§ **RECORDS FOR THE TASK**:
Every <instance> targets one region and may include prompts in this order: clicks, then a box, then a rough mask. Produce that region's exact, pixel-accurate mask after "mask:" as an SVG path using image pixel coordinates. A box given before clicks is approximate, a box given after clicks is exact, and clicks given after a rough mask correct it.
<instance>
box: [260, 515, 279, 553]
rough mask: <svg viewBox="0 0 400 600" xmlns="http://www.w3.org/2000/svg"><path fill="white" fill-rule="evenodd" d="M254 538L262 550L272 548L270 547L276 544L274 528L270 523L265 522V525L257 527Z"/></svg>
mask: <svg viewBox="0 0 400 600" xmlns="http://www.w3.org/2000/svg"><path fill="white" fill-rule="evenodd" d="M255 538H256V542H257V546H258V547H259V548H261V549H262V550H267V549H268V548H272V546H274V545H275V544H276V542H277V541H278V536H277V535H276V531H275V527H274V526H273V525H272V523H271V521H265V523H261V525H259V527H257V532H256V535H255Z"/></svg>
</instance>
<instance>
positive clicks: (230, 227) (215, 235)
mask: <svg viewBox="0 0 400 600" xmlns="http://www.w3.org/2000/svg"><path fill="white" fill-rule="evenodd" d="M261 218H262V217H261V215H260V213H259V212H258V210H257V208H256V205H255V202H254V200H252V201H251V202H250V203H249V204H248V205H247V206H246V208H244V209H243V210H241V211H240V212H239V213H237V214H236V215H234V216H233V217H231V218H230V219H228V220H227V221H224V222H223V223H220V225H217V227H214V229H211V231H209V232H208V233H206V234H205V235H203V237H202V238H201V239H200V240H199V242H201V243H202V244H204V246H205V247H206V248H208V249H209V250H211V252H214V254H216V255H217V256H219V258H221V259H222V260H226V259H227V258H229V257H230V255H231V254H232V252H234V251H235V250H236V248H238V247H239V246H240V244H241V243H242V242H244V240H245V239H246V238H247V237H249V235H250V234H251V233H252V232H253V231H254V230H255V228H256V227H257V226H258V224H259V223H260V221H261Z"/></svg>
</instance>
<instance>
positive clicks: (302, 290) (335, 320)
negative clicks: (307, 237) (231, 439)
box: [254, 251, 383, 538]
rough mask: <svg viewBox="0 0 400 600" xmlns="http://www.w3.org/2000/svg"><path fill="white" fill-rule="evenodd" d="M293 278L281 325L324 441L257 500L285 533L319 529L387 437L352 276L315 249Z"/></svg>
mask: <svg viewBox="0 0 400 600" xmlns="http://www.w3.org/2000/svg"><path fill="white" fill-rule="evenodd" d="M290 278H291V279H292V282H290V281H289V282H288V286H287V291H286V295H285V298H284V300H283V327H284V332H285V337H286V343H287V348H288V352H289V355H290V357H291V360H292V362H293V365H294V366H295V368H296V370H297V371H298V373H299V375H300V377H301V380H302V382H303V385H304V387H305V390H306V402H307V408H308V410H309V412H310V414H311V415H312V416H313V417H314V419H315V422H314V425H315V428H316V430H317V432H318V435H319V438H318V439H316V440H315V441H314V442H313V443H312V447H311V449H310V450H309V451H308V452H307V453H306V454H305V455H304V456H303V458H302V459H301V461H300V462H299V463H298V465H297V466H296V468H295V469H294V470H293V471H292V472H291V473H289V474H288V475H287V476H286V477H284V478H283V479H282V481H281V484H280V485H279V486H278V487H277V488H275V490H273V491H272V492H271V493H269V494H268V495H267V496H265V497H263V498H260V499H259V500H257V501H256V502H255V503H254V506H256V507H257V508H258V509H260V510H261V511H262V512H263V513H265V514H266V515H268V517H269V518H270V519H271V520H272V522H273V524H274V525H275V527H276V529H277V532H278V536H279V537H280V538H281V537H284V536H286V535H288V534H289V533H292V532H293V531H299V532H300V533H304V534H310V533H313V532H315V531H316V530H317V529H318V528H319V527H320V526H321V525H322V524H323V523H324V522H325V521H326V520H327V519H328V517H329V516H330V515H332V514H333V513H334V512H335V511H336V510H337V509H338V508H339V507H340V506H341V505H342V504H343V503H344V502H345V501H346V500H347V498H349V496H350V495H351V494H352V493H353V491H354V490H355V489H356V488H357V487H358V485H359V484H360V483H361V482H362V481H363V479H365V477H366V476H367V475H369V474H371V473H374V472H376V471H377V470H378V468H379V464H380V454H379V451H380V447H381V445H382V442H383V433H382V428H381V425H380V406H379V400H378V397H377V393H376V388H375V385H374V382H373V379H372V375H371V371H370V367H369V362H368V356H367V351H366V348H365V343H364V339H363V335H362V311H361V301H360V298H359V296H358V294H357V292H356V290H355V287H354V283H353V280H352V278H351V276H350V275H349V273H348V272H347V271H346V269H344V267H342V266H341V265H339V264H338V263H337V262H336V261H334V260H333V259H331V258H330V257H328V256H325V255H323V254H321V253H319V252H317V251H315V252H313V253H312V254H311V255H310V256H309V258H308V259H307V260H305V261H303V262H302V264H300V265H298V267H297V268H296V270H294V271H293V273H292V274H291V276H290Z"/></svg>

§ **TRY IT**: Could you restate word for word the lines above from the one containing "positive clicks: (302, 290) (335, 320)" through the one containing "box: [254, 251, 383, 538]", both included, and nothing else?

§ **COMPLETED EXERCISE**:
positive clicks: (302, 290) (335, 320)
negative clicks: (307, 237) (231, 439)
box: [254, 251, 383, 538]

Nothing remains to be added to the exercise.